▶ Short exercise
Could you extend the piece on the Sugar Creek combined-cycle plant, picking up right after its final sentence?

Net CF for the first half of the year was 73.5%. To put that into perspective, the plant’s net CF was under 15% (and as low as 3.2% one year) the first six years of the plant’s existence, and under 50% in 2010 and 2011 (Sidebar).

But the latest natural-gas upsurge goes beyond EIA’s national statistics. The coal-to-gas shift is dramatically altering the facts on the ground at power stations. SCGS experiences this more acutely perhaps because it is (1) located in West Terre Haute, Ind, the heart of coal country; (2) the only gas-fired asset owned by its parent, NiSource Inc, a holding company; and (3) competing for corporate resources with the utility’s large coal-fired plants.

Movin’ on up . . .

Facts on the ground have to change when your facility moves up quickly in the dispatch queue. SCGS faced a variety of “facts”: Utility management wasn’t familiar with combined-cycle plants, coal plant operation dominated the utility’s culture, more operating hours meant fewer hours to do maintenance, and the staff is lean—even for a combined cycle.

Although the capacity factor was increasing, the plant is flexible, so it was called upon to cycle up and down in load, causing equipment stresses. The plant has a very favorable heat rate, but every bit of efficiency helps (and reduces fuel costs) as total operating hours rise. Fuel is typically 80-85% of the operating costs for a combined-cycle plant.

Like most combined cycles of this type and vintage, SCGS has contractual service agreements covering the gas and steam turbine/generators. Therefore, plant staff could have the greatest impact by focusing on the HRSG and the balance of plant (BOP). To get focused on new operating and performance objectives, SCGS embarked on a program that applies state-of-the-art knowledge management tools and techniques anchored by reliability centered maintenance and operations (RCMO).

For its industry-leading role, SCGS/NiSource will receive the Combined Cycle Journal’s 2012 Pacesetter Plant Award at the upcoming meeting of Combined Cycle Users Group in Orlando in October (www.ccusers.org).

RCMO closes gap

One way to think about the challenge faced by the plant is this: Three years ago, Sugar Creek personnel could spend 85% of the hours in a year making sure the plant ran as expected during the remaining 15 percent. Now those figures are almost reversed! And it’s not like SCGS was a slouch in O&M. Its equivalent forced outage rate (EFOR) in 2010 was 0.5, reportedly fourth best in the country, when the plant’s capacity factor was 31%—highly commendable for a staff of 16 operators, three managers, and one chemist.

[Labeling and segmentation records]
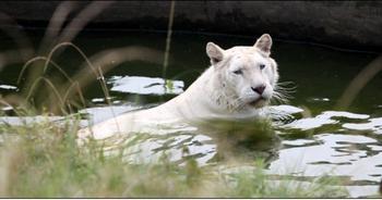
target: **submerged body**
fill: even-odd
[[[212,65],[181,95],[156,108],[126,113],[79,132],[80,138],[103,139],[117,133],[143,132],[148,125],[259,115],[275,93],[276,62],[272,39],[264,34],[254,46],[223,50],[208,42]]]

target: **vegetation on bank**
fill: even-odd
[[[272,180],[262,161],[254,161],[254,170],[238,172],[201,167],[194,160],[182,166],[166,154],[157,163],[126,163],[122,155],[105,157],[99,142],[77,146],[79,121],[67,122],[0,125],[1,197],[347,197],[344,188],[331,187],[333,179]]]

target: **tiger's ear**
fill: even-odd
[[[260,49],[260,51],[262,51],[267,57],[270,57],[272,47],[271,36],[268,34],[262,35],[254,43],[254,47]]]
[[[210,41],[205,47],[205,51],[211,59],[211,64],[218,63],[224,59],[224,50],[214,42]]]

--

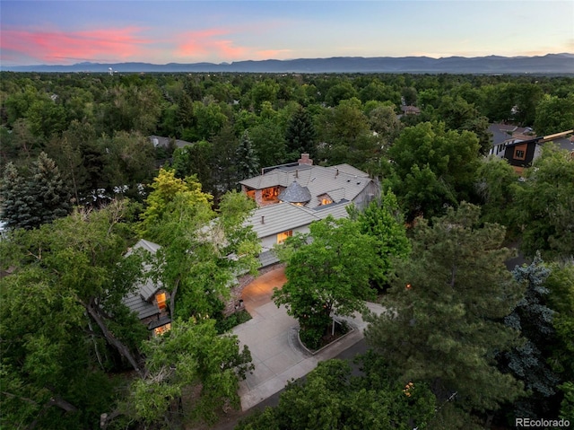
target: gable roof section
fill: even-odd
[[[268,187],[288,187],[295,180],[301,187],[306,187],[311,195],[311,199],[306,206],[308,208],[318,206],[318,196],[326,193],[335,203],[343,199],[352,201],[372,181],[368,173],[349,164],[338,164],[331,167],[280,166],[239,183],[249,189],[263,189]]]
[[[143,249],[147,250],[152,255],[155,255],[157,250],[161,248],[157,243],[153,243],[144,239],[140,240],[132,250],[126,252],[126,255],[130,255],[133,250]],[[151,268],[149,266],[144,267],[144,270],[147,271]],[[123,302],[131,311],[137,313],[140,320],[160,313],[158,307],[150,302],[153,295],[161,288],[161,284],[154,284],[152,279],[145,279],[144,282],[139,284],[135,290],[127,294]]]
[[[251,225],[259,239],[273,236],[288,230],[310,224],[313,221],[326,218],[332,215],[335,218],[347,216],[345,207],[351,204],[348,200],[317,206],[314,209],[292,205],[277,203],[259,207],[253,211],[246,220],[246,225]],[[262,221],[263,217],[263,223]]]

▶ Written response
Implementing an RCMO program (Fig 2) proved to be an ideal approach for SCGS’ situation. For starters, RCMO was a 2011 performance initiative for NiSource’s regulated utility Northern Indiana Public Service Co (Nipsco). Such a program would help SCGS quantify and justify the maintenance expenditures, identify operating and equipment design issues, and help staff conduct maintenance more efficiently within shorter intervals. Working with RCM consultant, MRG Inc, Southbury, Ct, gave SCGS and Nipsco the confidence to apply such a program to its lone combined-cycle facility.

“Before the RCMO implementation began in March 2011, the plant had well over 1000 planned maintenance tasks (PMs),” observes O&M Specialist Don Maffioli, “more like a coal plant.” Pre-RCMO, the plant performed PMs based on the original equipment manufacturers’ (OEM) guidelines. “Now we’ve gotten that number way down,” Maffioli adds. “The PMs that remain have to pass the ‘FARE’ test—they have to be feasible, applicable, repeatable, and effective.”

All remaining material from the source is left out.